Set problem ->
Reproduce all the entries precisely.

Supplied data ->
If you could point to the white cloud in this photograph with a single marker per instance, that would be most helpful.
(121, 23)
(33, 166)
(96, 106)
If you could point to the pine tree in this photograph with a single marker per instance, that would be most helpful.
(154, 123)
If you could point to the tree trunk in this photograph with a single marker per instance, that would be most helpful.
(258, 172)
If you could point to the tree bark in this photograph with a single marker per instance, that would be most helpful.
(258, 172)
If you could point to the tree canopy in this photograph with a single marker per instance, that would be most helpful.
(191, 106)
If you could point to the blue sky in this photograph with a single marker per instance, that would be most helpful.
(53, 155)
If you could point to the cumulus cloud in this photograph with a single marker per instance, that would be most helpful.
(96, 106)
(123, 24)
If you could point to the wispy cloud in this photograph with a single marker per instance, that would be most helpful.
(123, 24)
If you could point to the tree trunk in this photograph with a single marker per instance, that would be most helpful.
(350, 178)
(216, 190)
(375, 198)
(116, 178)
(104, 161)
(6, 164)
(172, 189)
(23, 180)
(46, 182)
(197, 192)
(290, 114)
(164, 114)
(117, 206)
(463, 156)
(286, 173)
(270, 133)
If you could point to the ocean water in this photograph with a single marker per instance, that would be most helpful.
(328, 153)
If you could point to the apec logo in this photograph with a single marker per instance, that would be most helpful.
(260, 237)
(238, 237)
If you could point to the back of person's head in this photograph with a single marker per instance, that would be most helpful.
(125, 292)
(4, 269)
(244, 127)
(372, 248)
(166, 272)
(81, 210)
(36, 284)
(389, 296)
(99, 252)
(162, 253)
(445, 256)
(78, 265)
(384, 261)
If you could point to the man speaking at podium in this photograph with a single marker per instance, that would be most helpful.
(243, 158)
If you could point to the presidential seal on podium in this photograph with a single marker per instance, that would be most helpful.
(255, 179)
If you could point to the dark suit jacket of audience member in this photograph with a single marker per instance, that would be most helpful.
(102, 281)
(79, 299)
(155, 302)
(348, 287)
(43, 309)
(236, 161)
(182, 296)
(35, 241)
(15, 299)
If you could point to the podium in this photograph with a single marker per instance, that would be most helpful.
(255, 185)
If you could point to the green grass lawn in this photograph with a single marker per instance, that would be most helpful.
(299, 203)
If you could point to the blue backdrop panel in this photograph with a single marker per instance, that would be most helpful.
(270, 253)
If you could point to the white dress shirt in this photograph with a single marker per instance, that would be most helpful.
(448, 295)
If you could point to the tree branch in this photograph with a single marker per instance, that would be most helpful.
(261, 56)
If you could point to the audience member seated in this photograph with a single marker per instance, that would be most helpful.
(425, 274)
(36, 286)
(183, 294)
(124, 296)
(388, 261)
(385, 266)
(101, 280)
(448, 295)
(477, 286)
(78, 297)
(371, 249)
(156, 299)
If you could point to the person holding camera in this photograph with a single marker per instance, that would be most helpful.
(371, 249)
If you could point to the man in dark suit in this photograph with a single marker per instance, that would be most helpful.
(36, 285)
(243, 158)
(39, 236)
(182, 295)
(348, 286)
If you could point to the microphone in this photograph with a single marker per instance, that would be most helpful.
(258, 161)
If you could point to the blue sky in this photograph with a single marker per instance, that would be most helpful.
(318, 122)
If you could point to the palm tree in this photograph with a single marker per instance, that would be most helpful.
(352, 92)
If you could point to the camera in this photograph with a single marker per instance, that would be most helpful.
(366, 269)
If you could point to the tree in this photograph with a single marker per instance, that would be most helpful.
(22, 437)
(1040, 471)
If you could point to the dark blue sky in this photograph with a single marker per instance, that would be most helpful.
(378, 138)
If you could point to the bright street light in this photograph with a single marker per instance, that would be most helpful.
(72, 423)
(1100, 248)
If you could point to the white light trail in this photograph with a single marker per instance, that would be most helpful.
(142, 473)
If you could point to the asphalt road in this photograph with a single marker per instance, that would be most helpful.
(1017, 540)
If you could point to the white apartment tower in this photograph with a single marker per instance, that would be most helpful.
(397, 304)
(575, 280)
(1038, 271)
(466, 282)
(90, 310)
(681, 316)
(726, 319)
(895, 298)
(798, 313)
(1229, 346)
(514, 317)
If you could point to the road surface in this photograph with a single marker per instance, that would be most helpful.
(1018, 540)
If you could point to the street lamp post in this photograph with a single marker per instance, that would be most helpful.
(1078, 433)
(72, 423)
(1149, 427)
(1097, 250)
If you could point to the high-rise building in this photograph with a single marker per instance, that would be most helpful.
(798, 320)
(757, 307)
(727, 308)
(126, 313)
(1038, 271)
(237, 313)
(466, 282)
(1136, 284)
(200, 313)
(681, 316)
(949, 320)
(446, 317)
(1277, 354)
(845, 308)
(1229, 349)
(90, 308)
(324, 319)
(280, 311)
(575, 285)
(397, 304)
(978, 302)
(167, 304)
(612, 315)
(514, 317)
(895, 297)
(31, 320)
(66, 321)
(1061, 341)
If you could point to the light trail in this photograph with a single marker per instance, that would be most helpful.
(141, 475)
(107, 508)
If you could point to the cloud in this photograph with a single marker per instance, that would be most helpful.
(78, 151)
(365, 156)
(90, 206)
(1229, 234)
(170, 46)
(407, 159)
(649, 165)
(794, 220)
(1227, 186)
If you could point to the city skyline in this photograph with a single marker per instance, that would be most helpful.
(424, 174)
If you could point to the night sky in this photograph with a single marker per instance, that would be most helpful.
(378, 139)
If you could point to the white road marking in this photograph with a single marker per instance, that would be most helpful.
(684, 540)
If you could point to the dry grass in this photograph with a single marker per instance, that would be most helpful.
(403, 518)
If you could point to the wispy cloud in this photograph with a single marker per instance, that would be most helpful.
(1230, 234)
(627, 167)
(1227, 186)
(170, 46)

Response ->
If you could point to the white cloud in this photograph with a single marker per instance, that would be most helpful.
(121, 23)
(33, 166)
(96, 106)
If you could point to the pine tree in this photograph with a single marker per instance, that would be most helpful.
(154, 123)
If you could point to the tree trunk in this photograph with a single marker per instance, that would be most helpful.
(258, 172)
If you could point to the tree bark in this photograph with a single marker per instance, that would be most helpful.
(258, 172)
If you could point to the tree canopy in this photograph with a single marker per instance, that would be most helpful.
(191, 106)
If you could point to the blue sky in this photograph with a single marker per instance, that would be most helpful.
(53, 155)
If you could point to the cumulus cloud in this photograph with a single marker per instance, that would be most helpful.
(96, 106)
(123, 24)
If you could point to the wispy cloud in this photograph with a single marker per instance, that would be most helpful.
(123, 24)
If you could point to the tree trunk in this photograph with a single marker per instance, that would be most helpful.
(350, 178)
(216, 190)
(375, 198)
(116, 178)
(104, 161)
(6, 164)
(172, 189)
(23, 180)
(46, 182)
(197, 192)
(290, 114)
(164, 114)
(117, 206)
(463, 156)
(286, 173)
(270, 133)
If you could point to the ocean water in this photograph with a single marker per instance, that would be most helpful.
(328, 153)
If you could point to the apec logo in this photograph with a single marker per instance, that would be most helpful.
(260, 237)
(238, 237)
If you could point to the back of person's head in this photograph with a single marker per instance, that would be most helpful.
(125, 292)
(4, 269)
(244, 127)
(372, 248)
(166, 272)
(81, 210)
(36, 284)
(389, 296)
(99, 252)
(162, 253)
(445, 256)
(78, 265)
(384, 261)
If you could point to the man speaking at podium in this photograph with a single marker per instance, that would be most helpful.
(243, 158)
If you could point to the presidential seal on podium in this photograph with a single marker per instance, that would be most helpful.
(255, 179)
If you could point to the dark suit jacket of audience member in this photograph with a single marker per instance, that would be most helpful.
(102, 281)
(79, 299)
(155, 302)
(348, 287)
(43, 309)
(236, 161)
(182, 296)
(35, 241)
(15, 299)
If you could point to the podium in this photograph with a single marker per instance, that would be most helpful.
(255, 185)
If you could point to the green grass lawn in this photograph with a single marker per instance, that would be most helpful.
(299, 203)
If you could point to the blue backdrop panel in this photograph with a single marker per instance, that would be most helpful.
(270, 253)
If you could point to the white dress shirt in this photograph with a single marker per instance, that would be most helpful.
(448, 295)
If you could point to the tree branch in this photograph with a single marker per instance, that would be most helpful.
(261, 56)
If you could point to the audience member seated in this photograph with a single marker per instance, that would be most helpful.
(425, 274)
(36, 286)
(183, 294)
(124, 296)
(388, 261)
(385, 266)
(101, 280)
(448, 295)
(477, 286)
(78, 297)
(371, 249)
(156, 299)
If you could point to the person holding camera in this photograph with a single marker per instance, that would be most helpful.
(371, 249)
If you could point to the man in dark suit in this photograph with a single marker per instance, that would be most helpful.
(36, 285)
(243, 158)
(39, 236)
(182, 295)
(348, 286)
If you could point to the microphone in this photograph with a single marker per instance, that would be most helpful.
(258, 161)
If you could point to the blue sky in this photograph with a single marker per instance, that would be most helpful.
(318, 122)
If you could point to the palm tree in this photograph with a single marker per instance, that would be most helpful.
(352, 92)
If you could point to the camera in this photograph with a single marker per instance, that would be most helpful.
(366, 269)
If you could point to the tree in this photograph with a single marker per instance, that would be most helpful.
(22, 437)
(1040, 471)
If you could point to the dark blue sky in this photograph with a single marker per instance, that would be most helpful.
(378, 138)
If you could point to the bright street light in this photograph with a single marker per instance, that would be most helpful.
(72, 423)
(1100, 248)
If you could point to the white light trail in this photograph with a single marker per instance, that would be most helpful.
(142, 473)
If you could point to the asphalt road in this photograph with a single marker per instance, that would be most helpful.
(1017, 540)
If you could point to the white apartment tower in this photograph with a single marker per instance, that would be most helpful.
(397, 304)
(575, 280)
(1038, 271)
(466, 282)
(90, 310)
(681, 316)
(726, 319)
(895, 298)
(798, 313)
(1229, 346)
(514, 317)
If you could point to the road surface in this photograph with a single marker per instance, that would be most helpful.
(1018, 540)
If you could point to the street lamp post in this photograph with a single marker per instance, that would be most helpful.
(1078, 433)
(72, 423)
(1149, 427)
(1097, 250)
If you could point to the high-rise building in this photograph with a single marker per instance, that would be most helpful.
(798, 320)
(757, 307)
(727, 308)
(126, 313)
(1038, 271)
(237, 313)
(466, 282)
(1136, 284)
(200, 313)
(681, 316)
(949, 320)
(446, 317)
(1277, 354)
(845, 308)
(1229, 349)
(90, 308)
(324, 319)
(280, 311)
(575, 285)
(397, 304)
(978, 302)
(167, 304)
(612, 315)
(514, 317)
(895, 297)
(31, 320)
(66, 321)
(1061, 341)
If you could point to the light trail in this photograph with a single marker per instance, that would be most helpful.
(141, 475)
(107, 508)
If you could point to the cloud in this photograph with a single marker per instance, that would be most helpful.
(78, 151)
(365, 156)
(90, 206)
(1229, 234)
(170, 46)
(407, 159)
(649, 165)
(794, 220)
(1227, 186)
If you could point to the city skyline in this photograph with a single marker per instance, that would be most helpful.
(424, 174)
If you could point to the night sky in this photograph with a single marker per instance, that would be most helpful.
(378, 139)
If you could point to the white road marking in this photograph with a single marker per instance, that would be most helpful.
(684, 540)
If you could point to the dry grass in this photograph with a single marker per instance, that would be most helpful.
(403, 518)
If you could point to the wispy cloud in this photograph with a single marker per instance, that would be most helpful.
(1230, 234)
(627, 167)
(1227, 186)
(170, 46)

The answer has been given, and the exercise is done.